* begin Provided text *

"Bent" is a song by American alternative rock band Matchbox Twenty. The rock ballad was shipped to radio on April 17, 2000, as the lead single from their second album, Mad Season, and was given a commercial release in the United States on July 5, 2000. "Bent" became the band's first and only song to top the US Billboard Hot 100, reaching number one on the chart dated July 22, 2000, and spending one week at the position. The song also topped the RPM Top Singles chart in Canada for five nonconsecutive weeks.

Background and writing
Rob Thomas told Billboard magazine that it's "a love song and a rock song; there's a hopeful tone to it. It's kind of like the person is saying, 'As misguided as I may be, these are things that it takes to be with me.'" This was Thomas' first attempt at a love song and he believes it is co-dependent of the 21st century. Thomas spoke on Storytellers that the song is about two people who are "both messed up", but they are together, so it does not matter.

* end Provided text *

Exercise task 1 => Reproduce word for word the passage of the article about "Bent" starting with "Background and writing" and going on through "does not matter.".
Exercise task 2 => According to the article about "Bent," why did Thomas say on Storytellers that it does not matter that the two people in the song are "both messed up"?
Rely only on the article about "Bent" when working on these tasks.

* begin Records supplied *

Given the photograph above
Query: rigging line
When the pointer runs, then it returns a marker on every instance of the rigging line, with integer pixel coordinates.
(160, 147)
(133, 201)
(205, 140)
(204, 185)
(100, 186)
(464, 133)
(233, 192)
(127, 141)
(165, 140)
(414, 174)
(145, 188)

* end Records supplied *

Task solution 1 =>
Background and writing
Rob Thomas told Billboard magazine that it's "a love song and a rock song; there's a hopeful tone to it. It's kind of like the person is saying, 'As misguided as I may be, these are things that it takes to be with me.'" This was Thomas' first attempt at a love song and he believes it is co-dependent of the 21st century. Thomas spoke on Storytellers that the song is about two people who are "both messed up", but they are together, so it does not matter.

Task solution 2 => It does not matter because the two people are together.